* **Information shown**:
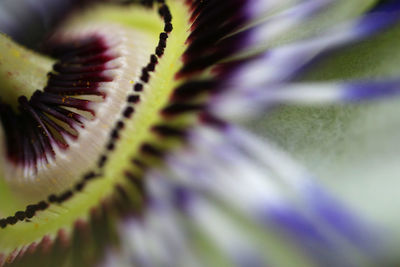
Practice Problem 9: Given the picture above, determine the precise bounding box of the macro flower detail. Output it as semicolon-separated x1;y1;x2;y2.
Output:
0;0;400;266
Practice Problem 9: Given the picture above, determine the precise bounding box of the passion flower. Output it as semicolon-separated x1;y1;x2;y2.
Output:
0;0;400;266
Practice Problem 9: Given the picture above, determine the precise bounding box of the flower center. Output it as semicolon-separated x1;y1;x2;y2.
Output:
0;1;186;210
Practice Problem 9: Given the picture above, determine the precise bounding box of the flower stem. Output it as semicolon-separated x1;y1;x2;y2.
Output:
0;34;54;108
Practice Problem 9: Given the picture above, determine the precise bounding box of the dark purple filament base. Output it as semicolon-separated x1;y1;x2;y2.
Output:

* **Task brief**: Print all of the data above word for word, leaving out the picture.

* **Worked solution**:
Practice Problem 9: Given the picture above, determine the precise bounding box of the macro flower detail. Output it as semicolon-separated x1;y1;x2;y2.
Output:
0;0;400;266
Practice Problem 9: Given the picture above, determine the precise bounding box of the passion flower. Output it as semicolon-separated x1;y1;x2;y2.
Output:
0;0;400;266
Practice Problem 9: Given the picture above, determine the precise bounding box of the flower center. Output it as semicolon-separated x1;y1;x2;y2.
Output:
0;1;186;210
Practice Problem 9: Given the picture above, determine the precise bounding box of the flower stem. Output it as semicolon-separated x1;y1;x2;y2.
Output:
0;34;54;108
Practice Problem 9: Given the picture above, determine the precise bounding box of the dark purple filament base. Output it as semicolon-separated x1;y1;x2;y2.
Output:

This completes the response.